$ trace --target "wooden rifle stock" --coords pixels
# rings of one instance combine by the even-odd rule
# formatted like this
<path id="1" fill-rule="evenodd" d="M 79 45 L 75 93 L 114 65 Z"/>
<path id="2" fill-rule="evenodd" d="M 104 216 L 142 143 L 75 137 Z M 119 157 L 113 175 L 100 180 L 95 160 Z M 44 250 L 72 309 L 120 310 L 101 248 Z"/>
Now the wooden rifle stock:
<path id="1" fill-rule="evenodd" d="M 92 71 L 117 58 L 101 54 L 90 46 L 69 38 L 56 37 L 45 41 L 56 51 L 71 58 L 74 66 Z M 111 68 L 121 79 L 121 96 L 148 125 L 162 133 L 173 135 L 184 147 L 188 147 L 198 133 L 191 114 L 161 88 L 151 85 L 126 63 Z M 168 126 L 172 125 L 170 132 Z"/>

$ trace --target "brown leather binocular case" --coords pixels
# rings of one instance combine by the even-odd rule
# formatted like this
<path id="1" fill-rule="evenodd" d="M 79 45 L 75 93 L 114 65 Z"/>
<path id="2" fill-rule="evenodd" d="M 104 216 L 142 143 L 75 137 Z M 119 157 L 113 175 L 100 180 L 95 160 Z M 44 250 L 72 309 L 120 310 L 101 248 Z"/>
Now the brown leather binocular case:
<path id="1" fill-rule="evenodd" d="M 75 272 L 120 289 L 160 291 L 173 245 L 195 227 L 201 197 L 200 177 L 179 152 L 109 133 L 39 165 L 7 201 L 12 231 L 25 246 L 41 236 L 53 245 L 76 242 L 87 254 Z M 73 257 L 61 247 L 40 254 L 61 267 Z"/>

————————

TO DO
Rewrite the data as a numbered list, from the first line up to and including the line containing "92 71 L 117", leaving out any blank lines.

OUTPUT OF THE TASK
1. $ trace --target "wooden rifle stock" --coords pixels
2. # rings of one instance combine by the even-odd rule
3. # formatted like this
4. <path id="1" fill-rule="evenodd" d="M 79 45 L 75 93 L 114 65 Z"/>
5. <path id="2" fill-rule="evenodd" d="M 104 216 L 142 143 L 75 137 Z M 119 157 L 113 175 L 100 180 L 95 160 Z M 44 250 L 72 309 L 120 310 L 101 248 Z"/>
6. Now the wooden rifle stock:
7. <path id="1" fill-rule="evenodd" d="M 92 71 L 117 58 L 101 54 L 90 46 L 69 38 L 56 37 L 45 41 L 56 51 L 71 58 L 74 66 Z M 111 68 L 121 79 L 121 96 L 148 125 L 162 133 L 173 135 L 184 147 L 188 147 L 198 133 L 191 114 L 161 88 L 151 85 L 126 63 Z M 168 126 L 172 125 L 170 132 Z"/>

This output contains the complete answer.